Stated problem:
Copy out the data below word for word, from the line containing "the dry leaf." through the final line, both included. Leave the pictures out.

** Start Source records **

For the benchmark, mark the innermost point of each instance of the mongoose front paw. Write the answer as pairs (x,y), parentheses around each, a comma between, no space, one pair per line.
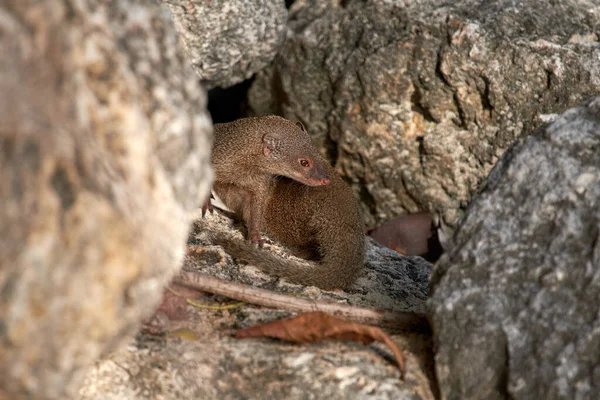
(207,205)
(257,240)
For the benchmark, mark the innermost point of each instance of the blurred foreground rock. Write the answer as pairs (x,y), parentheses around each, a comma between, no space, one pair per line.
(415,101)
(515,304)
(104,144)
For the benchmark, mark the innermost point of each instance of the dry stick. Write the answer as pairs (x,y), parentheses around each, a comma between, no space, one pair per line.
(406,321)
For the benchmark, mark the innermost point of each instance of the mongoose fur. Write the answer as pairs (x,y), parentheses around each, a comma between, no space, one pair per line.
(308,208)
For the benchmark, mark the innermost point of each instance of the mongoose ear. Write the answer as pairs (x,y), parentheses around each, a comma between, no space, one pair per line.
(271,142)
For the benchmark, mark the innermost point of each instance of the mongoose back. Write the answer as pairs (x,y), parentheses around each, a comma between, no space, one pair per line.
(248,153)
(320,222)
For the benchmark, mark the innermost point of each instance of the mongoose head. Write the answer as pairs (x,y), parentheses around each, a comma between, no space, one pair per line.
(289,151)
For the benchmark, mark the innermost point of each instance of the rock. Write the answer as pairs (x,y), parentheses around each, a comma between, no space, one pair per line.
(515,303)
(104,149)
(166,366)
(414,101)
(228,42)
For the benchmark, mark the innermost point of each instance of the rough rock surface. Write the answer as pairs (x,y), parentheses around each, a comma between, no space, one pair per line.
(104,144)
(515,304)
(215,366)
(228,41)
(414,101)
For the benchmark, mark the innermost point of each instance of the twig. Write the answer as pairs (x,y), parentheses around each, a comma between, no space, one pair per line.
(204,306)
(394,320)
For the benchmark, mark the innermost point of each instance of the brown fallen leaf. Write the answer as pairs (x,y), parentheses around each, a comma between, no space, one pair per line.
(316,326)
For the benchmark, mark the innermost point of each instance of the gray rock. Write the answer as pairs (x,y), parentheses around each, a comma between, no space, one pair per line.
(104,141)
(414,101)
(515,305)
(228,41)
(214,366)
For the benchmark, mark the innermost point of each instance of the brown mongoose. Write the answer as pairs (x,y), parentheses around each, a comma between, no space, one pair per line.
(248,153)
(321,222)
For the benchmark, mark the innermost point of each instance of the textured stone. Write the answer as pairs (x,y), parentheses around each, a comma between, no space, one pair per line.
(414,101)
(214,366)
(104,149)
(228,41)
(515,305)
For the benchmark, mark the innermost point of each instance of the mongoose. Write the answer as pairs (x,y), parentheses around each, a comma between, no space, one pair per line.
(320,222)
(248,153)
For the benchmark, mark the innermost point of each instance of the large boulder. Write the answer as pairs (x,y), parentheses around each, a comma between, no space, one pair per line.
(515,304)
(414,101)
(191,354)
(104,149)
(229,41)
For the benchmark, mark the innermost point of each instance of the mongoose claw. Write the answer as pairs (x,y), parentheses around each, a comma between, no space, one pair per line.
(207,205)
(257,240)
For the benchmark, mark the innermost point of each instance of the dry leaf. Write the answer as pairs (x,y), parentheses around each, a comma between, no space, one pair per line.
(184,333)
(316,326)
(174,303)
(410,234)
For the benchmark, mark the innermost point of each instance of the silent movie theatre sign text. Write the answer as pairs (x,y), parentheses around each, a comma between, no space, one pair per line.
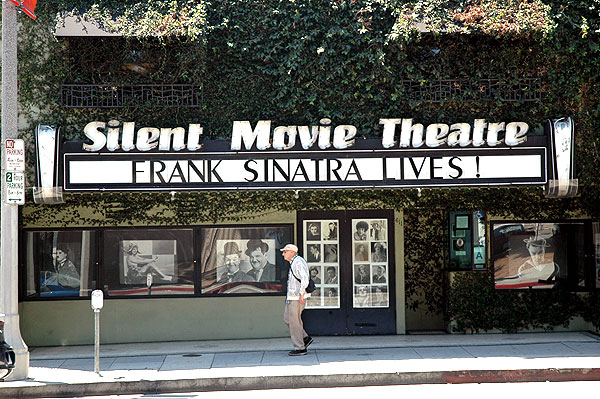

** End Source records **

Result of the exercise:
For the benchmark, mark the innermost point of each instance of the dry leaf. Write the answer as pairs (x,y), parentheses around each, a comma between, no space, one pair per line.
(184,333)
(316,326)
(174,303)
(410,234)
For the benchmark, mark the innermost point of each instance of the silent movie theatre sign text. Write the answer as pairs (x,y), parentheses around each, a comma between, no space, one pair per line.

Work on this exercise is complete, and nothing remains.